2. To obtain inflation, we simpy calculate the change of consumer price index (CPI).
3. We can use the Federal funds rate as proxy for interest rate. It is the target interest rate set by the Federal reserve for commercial banks to lend and borrow overnight.
# 3. Key Question
How does interest rate and inflation affect stock market return for 1 year?
In other words, given inflation and interest rate data, can I predict whether I will profit if I invest in the S&P500 index and hold for 1 year.
# 4. Analysis:
1. EDA.
2. Correlation.
3. Permutaiton Hypothesis test.
   Check whether stock market return is different for 1 year given following groups

   test 1: inflation > mean                 vs      inflation < mean
   test 2: inflation > 0.75 quartile        vs      inflation < 0.25 quartile
   test 3: interest > mean                  vs      interest < mean
   test 4: interest > 0.75 quartile         vs      interest < 0.25 quartile
# 5. ML classifier:
   I think we can just train a logistic regression classifier. It is simple and allows us to interpret the effect each feature has on the outcome.
   Features:
     1. interest rate 
     2. inflation rate
     3. previous 1 year change in interest rate (calculate from data)
     4. previous 1 year change in inflation rate (calculate from data)
   Target:
     Whether S&P 500 index increased 1 year later: (S&P500_price_1_year_later - S&P500_price_now) > 0
   
 

# USA Stock Market Index: Standard and Poors 500 (S&P 500)(GSPC)

In [None]:
gspc = yf.Ticker('^GSPC')
gspc_df: pd.DataFrame = gspc.history(start='1930-01-01', end='2023-11-01')
gspc_df.head(10)

In [None]:
gspc_df.tail(10)

In [None]:
alt.Chart(gspc_df).mark_line().encode(x=alt.X('Date', type='temporal'),
                                      y=alt.Y('Close').scale(type='log')).properties(width=1500, height=500)

# USA Consumer Price Index
Calculate difference to get inflation rate

In [None]:
cpi_df: pd.DataFrame = pd.read_csv('https://fred.stlouisfed.org/graph/fredgraph.csv?bgcolor=%23e1e9f0&chart_type=line&drp=0&fo=open%20sans&graph_bgcolor=%23ffffff&height=450&mode=fred&recession_bars=on&txtcolor=%23444444&ts=12&tts=12&width=1318&nt=0&thu=0&trc=0&show_legend=yes&show_axis_titles=yes&show_tooltip=yes&id=CPIAUCNS&scale=left&cosd=1913-01-01&coed=2023-09-01&line_color=%234572a7&link_values=false&line_style=solid&mark_type=none&mw=3&lw=2&ost=-99999&oet=99999&mma=0&fml=a&fq=Monthly&fam=avg&fgst=lin&fgsnd=2020-02-01&line_index=1&transformation=lin&vintage_date=2023-11-11&revision_date=2023-11-11&nd=1913-01-01')
• • • • • • •
WHAT TO DO ::
**1.** According to the excerpt on interest rates, inflation and the S&P 500, what serves as a proxy for the interest rate?
**2.** List every feature that the excerpt on interest rates, inflation and the S&P 500 gives for the logistic regression classifier.
**3.** Pick up the excerpt on interest rates, inflation and the S&P 500 after its last line and write what comes next.

GIVEN INFORMATION ::
• • • • • • •
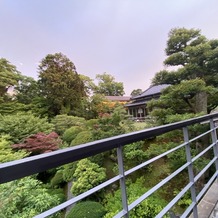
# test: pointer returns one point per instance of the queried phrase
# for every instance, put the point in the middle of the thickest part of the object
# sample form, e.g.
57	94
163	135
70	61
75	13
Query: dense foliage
87	209
27	197
64	109
60	84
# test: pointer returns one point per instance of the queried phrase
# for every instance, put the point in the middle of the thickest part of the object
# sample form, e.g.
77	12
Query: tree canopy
108	86
60	84
9	76
195	80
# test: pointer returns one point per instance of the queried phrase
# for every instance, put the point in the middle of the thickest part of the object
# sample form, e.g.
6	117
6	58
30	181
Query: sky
125	38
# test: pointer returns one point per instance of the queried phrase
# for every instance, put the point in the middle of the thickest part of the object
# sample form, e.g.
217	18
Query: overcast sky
125	38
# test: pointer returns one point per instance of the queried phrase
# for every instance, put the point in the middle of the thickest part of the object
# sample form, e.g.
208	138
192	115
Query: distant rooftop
152	90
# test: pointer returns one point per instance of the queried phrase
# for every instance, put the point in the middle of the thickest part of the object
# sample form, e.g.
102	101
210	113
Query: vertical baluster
214	140
122	181
190	171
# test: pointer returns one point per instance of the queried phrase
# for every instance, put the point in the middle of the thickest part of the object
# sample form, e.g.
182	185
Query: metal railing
28	166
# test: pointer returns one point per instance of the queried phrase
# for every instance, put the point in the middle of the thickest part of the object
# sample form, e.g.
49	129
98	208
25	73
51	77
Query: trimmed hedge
87	209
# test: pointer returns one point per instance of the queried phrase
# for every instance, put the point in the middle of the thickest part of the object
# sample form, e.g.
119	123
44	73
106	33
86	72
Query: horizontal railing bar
174	200
199	136
153	159
159	185
31	165
204	169
188	210
200	195
77	198
206	187
202	152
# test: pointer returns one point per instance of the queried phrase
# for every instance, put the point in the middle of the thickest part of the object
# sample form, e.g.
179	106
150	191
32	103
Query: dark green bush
71	133
87	209
57	179
82	137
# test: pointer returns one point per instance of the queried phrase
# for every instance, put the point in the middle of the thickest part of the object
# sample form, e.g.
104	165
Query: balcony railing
28	166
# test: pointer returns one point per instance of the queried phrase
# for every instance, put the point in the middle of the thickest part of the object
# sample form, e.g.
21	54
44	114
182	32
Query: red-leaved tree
40	143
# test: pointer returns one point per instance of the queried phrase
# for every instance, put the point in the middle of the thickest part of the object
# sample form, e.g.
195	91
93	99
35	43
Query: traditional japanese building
137	109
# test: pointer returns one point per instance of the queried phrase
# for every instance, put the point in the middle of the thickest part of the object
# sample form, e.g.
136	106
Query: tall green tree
9	76
108	86
195	58
60	84
136	92
26	90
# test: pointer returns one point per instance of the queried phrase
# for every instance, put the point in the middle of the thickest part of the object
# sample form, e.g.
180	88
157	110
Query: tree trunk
201	102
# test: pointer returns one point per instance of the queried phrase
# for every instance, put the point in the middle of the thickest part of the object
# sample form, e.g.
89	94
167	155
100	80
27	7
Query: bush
82	137
71	133
87	209
20	126
64	122
57	179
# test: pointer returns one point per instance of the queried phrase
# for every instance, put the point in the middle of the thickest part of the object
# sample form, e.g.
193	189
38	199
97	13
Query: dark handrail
20	168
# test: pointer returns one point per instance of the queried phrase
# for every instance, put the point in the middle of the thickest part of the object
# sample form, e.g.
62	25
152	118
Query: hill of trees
64	108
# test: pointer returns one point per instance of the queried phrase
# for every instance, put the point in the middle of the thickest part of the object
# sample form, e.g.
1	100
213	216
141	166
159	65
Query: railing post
122	180
190	171
214	140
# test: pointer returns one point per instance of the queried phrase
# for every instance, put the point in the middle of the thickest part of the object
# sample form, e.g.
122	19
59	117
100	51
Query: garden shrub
87	209
71	133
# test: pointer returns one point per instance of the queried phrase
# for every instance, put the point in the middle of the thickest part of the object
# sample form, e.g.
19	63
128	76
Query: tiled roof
152	91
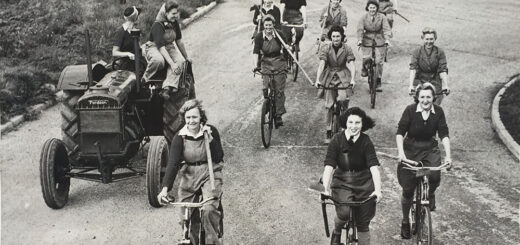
• • • • • • •
ANSWERS PROVIDED ::
**1.** The Federal funds rate.

**2.** Interest rate; inflation rate; previous 1 year change in interest rate; previous 1 year change in inflation rate.

**3.**
cpi_df.set_index('DATE', inplace=True)
cpi_df.head(10)

In [None]:
cpi_df.tail(10)

##Calculate inflation from CPI

In [None]:
inflation_rate_df: pd.DataFrame = (cpi_df - cpi_df.shift(12)) / cpi_df.shift(12)
inflation_rate_df.dropna(inplace=True)
inflation_rate_df.head()


In [None]:
alt.Chart(inflation_rate_df).mark_line().encode(x=alt.X('DATE', type='temporal'),
                                                y=alt.Y('CPIAUCNS')).properties(width=1500, height=500)

# Federal Funds Rate

In [None]:
rate_df: pd.DataFrame = pd.read_csv('https://fred.stlouisfed.org/graph/fredgraph.csv?bgcolor=%23e1e9f0&chart_type=line&drp=0&fo=open%20sans&graph_bgcolor=%23ffffff&height=450&mode=fred&recession_bars=on&txtcolor=%23444444&ts=12&tts=12&width=1318&nt=0&thu=0&trc=0&show_legend=yes&show_axis_titles=yes&show_tooltip=yes&id=DFF&scale=left&cosd=1954-07-01&coed=2023-11-08&line_color=%234572a7&link_values=false&line_style=solid&mark_type=none&mw=3&lw=2&ost=-99999&oet=99999&mma=0&fml=a&fq=Daily%2C%207-Day&fam=avg&fgst=lin&fgsnd=2020-02-01&line_index=1&transformation=lin&vintage_date=2023-11-11&revision_date=2023-11-11&nd=1954-07-01')
rate_df.head(10)

In [None]:
rate_df.tail(10)

In [None]:
alt.Chart(rate_df).mark_line().encode(x=alt.X('DATE', type='temporal'),
                                      y=alt.Y('DFF')).properties(width=1500, height=500)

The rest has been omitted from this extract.